Copy every line of the listing below without changing anything.

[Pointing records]
* * * *
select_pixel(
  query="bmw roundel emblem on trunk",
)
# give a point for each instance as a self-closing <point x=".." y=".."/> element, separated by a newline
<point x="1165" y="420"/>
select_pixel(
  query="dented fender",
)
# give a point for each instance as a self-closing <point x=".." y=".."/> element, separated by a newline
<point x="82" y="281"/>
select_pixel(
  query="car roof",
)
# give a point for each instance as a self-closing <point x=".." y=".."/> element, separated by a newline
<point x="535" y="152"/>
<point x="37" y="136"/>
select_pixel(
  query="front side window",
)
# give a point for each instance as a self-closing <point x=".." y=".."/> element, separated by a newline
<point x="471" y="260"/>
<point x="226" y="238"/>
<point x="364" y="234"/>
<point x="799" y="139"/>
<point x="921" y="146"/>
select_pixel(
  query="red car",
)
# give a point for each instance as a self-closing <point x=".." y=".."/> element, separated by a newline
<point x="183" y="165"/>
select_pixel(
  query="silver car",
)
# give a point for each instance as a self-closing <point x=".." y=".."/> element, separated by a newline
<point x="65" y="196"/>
* * * *
- ANSWER BELOW
select_pixel(
  query="bmw roundel emblem on trunk",
)
# give a point for each instance as a self-closing <point x=".." y=".."/> element, separated by a newline
<point x="1165" y="420"/>
select_pixel(
  query="dented fender",
)
# give a point for each instance as a self-closing <point x=".." y=".."/> element, separated by a newline
<point x="82" y="281"/>
select_pixel(
  query="car roof",
)
# give a point for each instance as a self-closing <point x=".." y=".."/> element, separated by a newline
<point x="535" y="152"/>
<point x="37" y="136"/>
select_pixel(
  query="front side window",
)
# give a point for each instance as a self-closing <point x=".." y=".."/> element, separated by a newline
<point x="471" y="260"/>
<point x="226" y="238"/>
<point x="364" y="234"/>
<point x="799" y="139"/>
<point x="921" y="146"/>
select_pixel(
  query="red car",
)
# give a point for each instance as a self-closing <point x=".." y=".."/> element, separated by a newline
<point x="183" y="165"/>
select_pixel(
  query="silver car",
)
# give a point for each instance as a self-closing <point x=".." y=".."/> element, separated by a newline
<point x="65" y="196"/>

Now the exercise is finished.